* Estratto del documento

━━━

Manca il riconoscimento di “lavoro usurante”, ma per gli infermieri è comunque arrivata una buona notizia. Dal 17 giugno al 15 luglio, per i lavoratori in determinate condizioni, sarà possibile di presentare la domanda per la cosiddetta “Ape sociale”, che darà la possbilità di essere accompagnati alla pensione prima di raggiungere l’età e i requisiti di legge. Una indennità che vale come la rata mensile di pensione al momento dell’accesso alla prestazione (se è meno di 1.500 euro) o uguale a 1.500 euro, se la pensione è pari o maggiore di questo importo.
“Ci siamo battuti a lungo – ha detto
Barbara Mangiacavalli, presidente della Federazione nazionale dei Collegi Ipasvi - per far riconoscere alcuni aspetti della nostra professione come lavoro usurante e non ci arrenderemo, anche se la strada appare complessa. Per ora abbiamo ottenuto di essere stati inseriti dal Parlamento tra i lavori gravosi. E’ il primo passo positivo che si concretizza. Diciamo di aver vinto una battaglia, nella speranza di poter vincere più in là anche la guerra: non si può fare una questione di numero di ore per i turni di notte – sono quelli che di più caratterizzano i lavori usuranti – quando chi li assolve ha le responsabilità che hanno gli infermieri e lo stress lavorativo – altro parametro per considerare un lavoro usurante – che ne consegue”.

━━━

* Dati

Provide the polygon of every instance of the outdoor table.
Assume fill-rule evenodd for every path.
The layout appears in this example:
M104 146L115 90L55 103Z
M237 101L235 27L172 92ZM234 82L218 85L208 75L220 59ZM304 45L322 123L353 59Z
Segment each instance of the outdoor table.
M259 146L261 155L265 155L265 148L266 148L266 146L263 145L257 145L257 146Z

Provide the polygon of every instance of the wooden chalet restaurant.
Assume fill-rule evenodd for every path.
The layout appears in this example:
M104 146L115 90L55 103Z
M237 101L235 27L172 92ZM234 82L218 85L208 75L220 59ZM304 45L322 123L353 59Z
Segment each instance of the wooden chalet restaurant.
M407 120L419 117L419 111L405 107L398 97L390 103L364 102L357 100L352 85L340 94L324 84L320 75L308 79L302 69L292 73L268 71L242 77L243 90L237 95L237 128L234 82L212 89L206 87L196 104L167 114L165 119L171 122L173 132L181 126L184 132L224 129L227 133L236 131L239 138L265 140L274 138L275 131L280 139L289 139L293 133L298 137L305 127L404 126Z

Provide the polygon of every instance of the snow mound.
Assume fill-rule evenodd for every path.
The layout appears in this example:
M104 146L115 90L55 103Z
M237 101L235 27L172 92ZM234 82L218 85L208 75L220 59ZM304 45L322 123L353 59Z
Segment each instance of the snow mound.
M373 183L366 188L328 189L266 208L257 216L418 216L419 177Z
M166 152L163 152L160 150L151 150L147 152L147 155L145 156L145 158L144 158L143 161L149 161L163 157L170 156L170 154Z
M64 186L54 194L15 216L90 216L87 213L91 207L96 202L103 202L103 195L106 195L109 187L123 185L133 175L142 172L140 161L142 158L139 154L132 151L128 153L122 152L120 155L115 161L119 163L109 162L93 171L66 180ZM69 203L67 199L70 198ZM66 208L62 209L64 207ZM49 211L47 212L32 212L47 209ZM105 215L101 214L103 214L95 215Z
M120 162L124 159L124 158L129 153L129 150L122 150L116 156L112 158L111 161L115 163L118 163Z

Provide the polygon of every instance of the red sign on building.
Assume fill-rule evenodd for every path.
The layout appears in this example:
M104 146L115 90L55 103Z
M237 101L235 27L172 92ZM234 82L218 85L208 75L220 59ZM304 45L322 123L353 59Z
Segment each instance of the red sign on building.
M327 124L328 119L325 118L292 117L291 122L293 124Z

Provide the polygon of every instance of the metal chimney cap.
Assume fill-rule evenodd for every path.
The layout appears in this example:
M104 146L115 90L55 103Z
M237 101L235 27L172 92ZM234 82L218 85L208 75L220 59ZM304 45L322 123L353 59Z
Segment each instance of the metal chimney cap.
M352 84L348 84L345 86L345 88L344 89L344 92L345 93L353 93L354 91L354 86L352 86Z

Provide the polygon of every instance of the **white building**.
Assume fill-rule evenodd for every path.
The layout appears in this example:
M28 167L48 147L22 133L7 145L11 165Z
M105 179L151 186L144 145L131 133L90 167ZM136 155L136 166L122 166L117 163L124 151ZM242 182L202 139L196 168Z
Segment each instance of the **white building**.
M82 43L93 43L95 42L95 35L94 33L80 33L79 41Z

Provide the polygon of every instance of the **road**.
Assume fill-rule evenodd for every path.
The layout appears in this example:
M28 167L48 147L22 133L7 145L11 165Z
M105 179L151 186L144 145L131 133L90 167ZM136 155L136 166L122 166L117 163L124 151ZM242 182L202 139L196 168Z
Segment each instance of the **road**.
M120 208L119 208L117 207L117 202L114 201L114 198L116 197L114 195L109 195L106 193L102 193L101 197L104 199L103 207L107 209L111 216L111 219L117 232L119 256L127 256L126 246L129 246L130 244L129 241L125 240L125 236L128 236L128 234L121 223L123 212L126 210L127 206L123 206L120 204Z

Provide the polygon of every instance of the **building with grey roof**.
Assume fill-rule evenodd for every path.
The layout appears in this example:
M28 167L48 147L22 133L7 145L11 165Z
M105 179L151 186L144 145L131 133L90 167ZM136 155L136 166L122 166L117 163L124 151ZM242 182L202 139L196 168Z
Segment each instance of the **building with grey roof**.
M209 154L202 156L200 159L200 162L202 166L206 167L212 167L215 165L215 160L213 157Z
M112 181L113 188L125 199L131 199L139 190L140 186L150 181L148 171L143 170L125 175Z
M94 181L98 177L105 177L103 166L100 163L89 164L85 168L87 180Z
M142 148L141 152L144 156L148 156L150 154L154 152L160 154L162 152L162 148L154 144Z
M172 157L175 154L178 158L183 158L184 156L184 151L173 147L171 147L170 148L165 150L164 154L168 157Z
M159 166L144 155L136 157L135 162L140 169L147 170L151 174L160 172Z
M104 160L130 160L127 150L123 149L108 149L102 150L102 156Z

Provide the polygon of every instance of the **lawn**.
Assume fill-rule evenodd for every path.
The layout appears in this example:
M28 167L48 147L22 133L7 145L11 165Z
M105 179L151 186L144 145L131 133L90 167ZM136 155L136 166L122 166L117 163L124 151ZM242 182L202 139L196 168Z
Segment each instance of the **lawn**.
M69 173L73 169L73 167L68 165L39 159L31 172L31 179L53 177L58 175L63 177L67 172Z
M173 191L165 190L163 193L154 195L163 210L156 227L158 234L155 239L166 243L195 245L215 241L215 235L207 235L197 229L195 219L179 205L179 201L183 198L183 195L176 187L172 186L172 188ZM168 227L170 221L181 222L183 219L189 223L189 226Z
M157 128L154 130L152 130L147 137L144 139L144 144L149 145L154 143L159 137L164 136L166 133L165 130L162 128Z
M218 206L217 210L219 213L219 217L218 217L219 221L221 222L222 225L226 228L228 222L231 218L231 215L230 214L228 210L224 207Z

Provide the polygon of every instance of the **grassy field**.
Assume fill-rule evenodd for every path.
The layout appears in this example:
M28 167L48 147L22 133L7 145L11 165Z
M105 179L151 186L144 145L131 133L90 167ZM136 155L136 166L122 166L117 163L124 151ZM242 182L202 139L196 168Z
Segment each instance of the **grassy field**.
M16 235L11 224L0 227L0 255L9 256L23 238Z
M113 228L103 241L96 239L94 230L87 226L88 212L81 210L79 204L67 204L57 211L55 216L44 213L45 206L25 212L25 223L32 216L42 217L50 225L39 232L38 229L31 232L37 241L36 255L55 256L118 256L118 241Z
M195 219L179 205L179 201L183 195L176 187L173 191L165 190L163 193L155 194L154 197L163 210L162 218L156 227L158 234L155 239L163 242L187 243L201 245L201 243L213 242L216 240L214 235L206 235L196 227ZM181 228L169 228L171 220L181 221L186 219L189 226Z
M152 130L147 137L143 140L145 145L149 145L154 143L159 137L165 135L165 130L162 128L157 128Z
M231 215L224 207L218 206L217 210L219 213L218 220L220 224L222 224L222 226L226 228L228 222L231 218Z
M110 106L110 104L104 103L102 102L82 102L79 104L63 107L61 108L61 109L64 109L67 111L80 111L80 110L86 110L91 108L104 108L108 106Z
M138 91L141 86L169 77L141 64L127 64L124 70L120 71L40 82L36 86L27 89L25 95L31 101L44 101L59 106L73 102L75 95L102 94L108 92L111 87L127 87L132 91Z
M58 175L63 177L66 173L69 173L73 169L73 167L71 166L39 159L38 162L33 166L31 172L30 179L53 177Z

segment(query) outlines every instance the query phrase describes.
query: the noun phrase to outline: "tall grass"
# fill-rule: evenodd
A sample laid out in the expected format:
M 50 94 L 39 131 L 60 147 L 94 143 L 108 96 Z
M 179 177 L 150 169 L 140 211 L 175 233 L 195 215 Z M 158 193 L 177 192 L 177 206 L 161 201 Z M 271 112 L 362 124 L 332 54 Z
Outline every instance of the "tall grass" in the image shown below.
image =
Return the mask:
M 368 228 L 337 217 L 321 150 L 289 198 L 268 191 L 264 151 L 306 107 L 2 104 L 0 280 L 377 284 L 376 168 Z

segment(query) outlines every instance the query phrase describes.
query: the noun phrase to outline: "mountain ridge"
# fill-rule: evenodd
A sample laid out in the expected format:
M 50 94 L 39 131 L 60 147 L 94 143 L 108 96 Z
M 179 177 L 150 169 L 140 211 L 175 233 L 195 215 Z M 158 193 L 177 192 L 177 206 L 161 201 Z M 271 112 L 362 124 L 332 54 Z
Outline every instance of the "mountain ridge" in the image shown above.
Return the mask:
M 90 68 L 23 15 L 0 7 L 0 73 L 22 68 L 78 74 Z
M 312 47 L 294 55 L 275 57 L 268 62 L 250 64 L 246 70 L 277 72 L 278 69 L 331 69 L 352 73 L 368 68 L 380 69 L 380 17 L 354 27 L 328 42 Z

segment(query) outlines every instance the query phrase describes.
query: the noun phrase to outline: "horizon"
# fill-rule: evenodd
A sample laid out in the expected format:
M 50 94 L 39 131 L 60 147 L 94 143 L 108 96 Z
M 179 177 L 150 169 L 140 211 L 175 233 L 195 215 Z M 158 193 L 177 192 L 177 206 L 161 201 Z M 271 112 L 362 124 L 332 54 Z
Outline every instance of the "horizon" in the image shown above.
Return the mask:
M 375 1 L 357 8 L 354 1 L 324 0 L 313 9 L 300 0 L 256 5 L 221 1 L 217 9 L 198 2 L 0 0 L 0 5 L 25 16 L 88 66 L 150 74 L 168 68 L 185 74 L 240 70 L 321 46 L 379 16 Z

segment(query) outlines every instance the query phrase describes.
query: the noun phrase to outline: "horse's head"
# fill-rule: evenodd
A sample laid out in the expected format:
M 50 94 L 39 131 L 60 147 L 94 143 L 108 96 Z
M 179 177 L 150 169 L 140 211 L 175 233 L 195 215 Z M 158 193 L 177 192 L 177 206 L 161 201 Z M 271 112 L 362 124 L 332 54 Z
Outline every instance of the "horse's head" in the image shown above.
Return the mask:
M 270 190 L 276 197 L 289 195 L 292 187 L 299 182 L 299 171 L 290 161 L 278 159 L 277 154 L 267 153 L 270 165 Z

━━━

* Quesito 1
Rispondi in base al testo sull'Ape sociale per gli infermieri:
(a) In quale periodo si può presentare la domanda per l'Ape sociale?
(b) Quale carica ricopre Barbara Mangiacavalli?
(c) Tra quali lavori il Parlamento ha inserito gli infermieri?
* Quesito 2
Trascrivi fedelmente dal testo sull'Ape sociale il passo che va da “Manca il riconoscimento” fino a “di questo importo.” compreso.
* Quesito 3
Scrivi il seguito del testo sull'Ape sociale per gli infermieri, riprendendo dopo la sua ultima frase.
Il materiale è separato dal testo e va considerato a parte.

* Risposta attesa 1
(a) Dal 17 giugno al 15 luglio.
(b) È presidente della Federazione nazionale dei Collegi Ipasvi.
(c) Tra i lavori gravosi.

* Risposta attesa 2
Manca il riconoscimento di “lavoro usurante”, ma per gli infermieri è comunque arrivata una buona notizia. Dal 17 giugno al 15 luglio, per i lavoratori in determinate condizioni, sarà possibile di presentare la domanda per la cosiddetta “Ape sociale”, che darà la possbilità di essere accompagnati alla pensione prima di raggiungere l’età e i requisiti di legge. Una indennità che vale come la rata mensile di pensione al momento dell’accesso alla prestazione (se è meno di 1.500 euro) o uguale a 1.500 euro, se la pensione è pari o maggiore di questo importo.

* Risposta attesa 3
La presidente Ipasvi spiega che “turni massacranti come quelli a cui sono sottoposti ormai gli infermieri si traducono per loro secondo le evidenze cliniche e numerosi studi internazionali in disturbi del sonno, problemi digestivi, stress, aumento di peso, malattie dell’apparato gastroenterico, effetti sulla sfera psicoaffettiva e disturbi cardiovascolari con un aumento del 40% del rischio di malattie coronariche. Conseguenze classiche dei lavori usuranti”.
“Gli infermieri oltre i 63 anni e fino all’età della pensione – ha aggiunto - non sono molti, circa 10-12 mila. Tuttavia al di là della quantificazione economica che l’Ape sociale può eventualmente concedere ad alcuni di loro, è davvero importante che ci sia intanto e solo per il momento una codifica ufficiale della gravosità della nostra professione”.
“Anche la Giurisprudenza – ha concluso Mangiacavalli - sta sottolineando la difficoltà del lavoro negli ospedali che non si configura davvero solo come gravoso: la recente sentenza della Cassazione (14313/2017, Sezione Lavoro) che ha condannato un’azienda sanitaria al risarcimento del danno a un professionista sanitario morto di “superlavoro” alla fine degli anni ’90 è un segnale che chi lavora per tutelare la salute degli altri davvero mette a rischio la propria. Un lavoro più usurante di così è difficile da trovare direi”.